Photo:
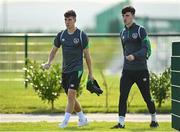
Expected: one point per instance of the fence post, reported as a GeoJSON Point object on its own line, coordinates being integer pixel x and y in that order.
{"type": "Point", "coordinates": [175, 87]}
{"type": "Point", "coordinates": [26, 55]}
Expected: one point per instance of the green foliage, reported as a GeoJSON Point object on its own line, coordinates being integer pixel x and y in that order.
{"type": "Point", "coordinates": [46, 83]}
{"type": "Point", "coordinates": [160, 86]}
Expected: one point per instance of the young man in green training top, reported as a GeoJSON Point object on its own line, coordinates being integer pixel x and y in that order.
{"type": "Point", "coordinates": [136, 50]}
{"type": "Point", "coordinates": [74, 43]}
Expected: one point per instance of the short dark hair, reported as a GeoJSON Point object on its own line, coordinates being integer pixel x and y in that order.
{"type": "Point", "coordinates": [128, 9]}
{"type": "Point", "coordinates": [70, 13]}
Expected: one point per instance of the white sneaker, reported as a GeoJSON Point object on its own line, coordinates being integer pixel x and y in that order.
{"type": "Point", "coordinates": [82, 122]}
{"type": "Point", "coordinates": [63, 124]}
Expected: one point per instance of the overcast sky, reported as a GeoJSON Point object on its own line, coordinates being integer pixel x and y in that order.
{"type": "Point", "coordinates": [48, 14]}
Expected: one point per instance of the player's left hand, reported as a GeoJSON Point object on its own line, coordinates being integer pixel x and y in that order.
{"type": "Point", "coordinates": [90, 76]}
{"type": "Point", "coordinates": [130, 57]}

_ _ _

* **Stated task**
Resize the coordinates from the row containing "Expected: one point per instance of the overcast" through the last row. Write those rows out again in full, including the lines that say what to mark, with every point coordinate multiplied by 1.3 and rounded to a whole number, halves rounding up.

* **Reply**
Expected: one point per instance of the overcast sky, reported as a GeoJSON Point object on its own line, coordinates being integer pixel x and y in that order.
{"type": "Point", "coordinates": [62, 18]}
Expected: one point per instance of the player's left hand, reported as a GeoJSON Point object on its own line, coordinates being integer pixel x and y in that order.
{"type": "Point", "coordinates": [117, 99]}
{"type": "Point", "coordinates": [169, 74]}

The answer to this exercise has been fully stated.